-- BEGIN Document excerpt --

Hi Christoph,
On Fri, Mar 09, 2007 at 10:39:13AM +0000, Christoph Hellwig wrote:Hi Nick,
sorry for my later reply, this has been on my to answer list for the last
month and I only managed to get back to it now.
No worries, I haven't had much time to work on it since then anyway.
Thanks for taking a look.
On Thu, Feb 08, 2007 at 02:07:36PM +0100, Nick Piggin wrote:as a single call to copy a given amount of userdata at the given offset. This
is more flexible, because the implementation can determine how to best handle
errors, or multi-page ranges (eg. it may use a gang lookup), and only requires
one call into the fs.
I really like this idea, especially for avoiding to call into the allocator
for every block.
Have you contacted the reiser4 folks whether this would
superceed their batch_write op completely?
I haven't yet, although that's been on my todo list when I get the API
into a more final state.
batch_write seems quite similar, however theirs is still page based, and
a bit crufty, IMO. I found it to be really clean to just pass down offsets,
but that may be a matter for debate.
What they _do_ have is a write actor function that will do the data copy.
This could be one possible way to get rid of ->prepare_write and
->commit_write, but I haven't tried that yet, because I don't like adding
more redirection and complexity if possible...
One problem with this interface is that it cannot be used to write into the
filesystem by any means other than already-initialised buffers via iovecs. So
prepare/commit have to stay around for non-user data...
Actually I think that's a a good thing to a certain extent. It reminds
us that all other users are horrible abuse of the interface. I'd even
go so far as to make batch_write a callback that the filesystem passes
to generic_file_aio_write to make clear it's not a generic thing but
a helper. (It's not a generic thing because it's the upper layer writing
into the pagecache, not a pagecache to fs below operation).
OK, if you think that's reasonable, then that is one hurdle out of the way ;)

-- END Document excerpt --
-- BEGIN Data listing --

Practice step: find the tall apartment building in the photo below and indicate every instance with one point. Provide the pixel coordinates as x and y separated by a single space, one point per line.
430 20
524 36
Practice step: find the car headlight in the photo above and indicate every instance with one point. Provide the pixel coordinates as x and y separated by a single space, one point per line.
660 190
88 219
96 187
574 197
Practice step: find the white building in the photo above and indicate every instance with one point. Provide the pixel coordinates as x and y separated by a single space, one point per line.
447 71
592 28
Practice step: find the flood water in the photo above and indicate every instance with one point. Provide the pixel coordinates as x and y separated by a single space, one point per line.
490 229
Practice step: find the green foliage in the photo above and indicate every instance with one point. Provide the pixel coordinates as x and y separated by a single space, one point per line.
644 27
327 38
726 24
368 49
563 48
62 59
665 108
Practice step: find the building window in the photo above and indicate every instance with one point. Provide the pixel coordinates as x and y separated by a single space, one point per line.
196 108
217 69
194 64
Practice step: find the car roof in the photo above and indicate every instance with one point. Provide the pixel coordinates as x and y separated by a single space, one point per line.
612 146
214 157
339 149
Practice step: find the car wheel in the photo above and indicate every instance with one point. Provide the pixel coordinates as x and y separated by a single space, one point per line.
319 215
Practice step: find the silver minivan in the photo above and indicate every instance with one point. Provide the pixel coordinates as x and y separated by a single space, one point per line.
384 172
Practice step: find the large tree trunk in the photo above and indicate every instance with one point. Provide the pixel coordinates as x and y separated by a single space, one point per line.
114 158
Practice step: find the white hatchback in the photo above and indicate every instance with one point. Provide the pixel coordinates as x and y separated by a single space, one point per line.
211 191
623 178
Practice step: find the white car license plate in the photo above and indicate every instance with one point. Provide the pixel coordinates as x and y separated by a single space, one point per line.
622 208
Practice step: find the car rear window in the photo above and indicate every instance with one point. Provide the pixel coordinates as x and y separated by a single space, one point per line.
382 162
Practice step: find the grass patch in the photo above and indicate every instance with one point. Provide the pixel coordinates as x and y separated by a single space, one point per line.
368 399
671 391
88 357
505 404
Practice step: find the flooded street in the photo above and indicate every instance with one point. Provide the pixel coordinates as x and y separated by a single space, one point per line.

-- END Data listing --

* [Set task 1]: Reproduce the stretch of the filesystem write-interface thread from "On Thu, Feb" through "into the fs.".
* [Set task 2]: Carry on the filesystem write-interface thread from the point where it stops.

* [Exercise result 1]:
On Thu, Feb 08, 2007 at 02:07:36PM +0100, Nick Piggin wrote:as a single call to copy a given amount of userdata at the given offset. This
is more flexible, because the implementation can determine how to best handle
errors, or multi-page ranges (eg. it may use a gang lookup), and only requires
one call into the fs.

* [Exercise result 2]:
The still leaves open on how to get rid of ->prepare_write and - >commit_write
compltely, and for that we'll probably need ->kernel_read and - >kernel_write
file operations. But that's a step you shouldn't consider yet when doing
this work.
I had a couple of possibilities for that. First is passing in a write actor
(eg. defaulting to the normal iovec usercopy), but as I said I consider this
more like fixing the problem with brute force (ie. just making the interface
more complex). Maybe as a last resort, though.
Another thing that would be much nicer from _my_ point of view would be to
just make all kernel users set up their data in an iovec, and use the normal
call with KERNEL_DS. Unfortunately, this is not the expected way for a lot
of code to work, and it might require extra copying of the data.
Another thing is that it seems to be less able to be implemented in generic,
reusable code. It should be possible to introduce a new 2-op interface (or
maybe just a new error handler op) which can be used correctly in generic code.
We should be able to find a nice abstraction for this, see my next mails.
+ /*
+ * perform_write replaces prepare and commit_write callbacks.
+ */
This is a rather useless comment :) Better remove it and add a proper
descriptions to Documentation/filesystems/vfs.txt and
Documentation/filesystems/Locking
Will do. Thanks!